##### Source material #####

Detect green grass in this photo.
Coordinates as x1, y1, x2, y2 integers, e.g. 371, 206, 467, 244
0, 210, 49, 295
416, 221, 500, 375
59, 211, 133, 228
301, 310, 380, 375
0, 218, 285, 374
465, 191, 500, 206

#####

The whole listing above needs to be reproduced exactly.

Detect green grass in this photo.
Coordinates as x1, y1, x2, y2 integers, e.g. 371, 206, 467, 244
0, 210, 49, 295
416, 221, 500, 375
59, 211, 133, 228
301, 310, 380, 375
0, 218, 285, 374
465, 191, 500, 206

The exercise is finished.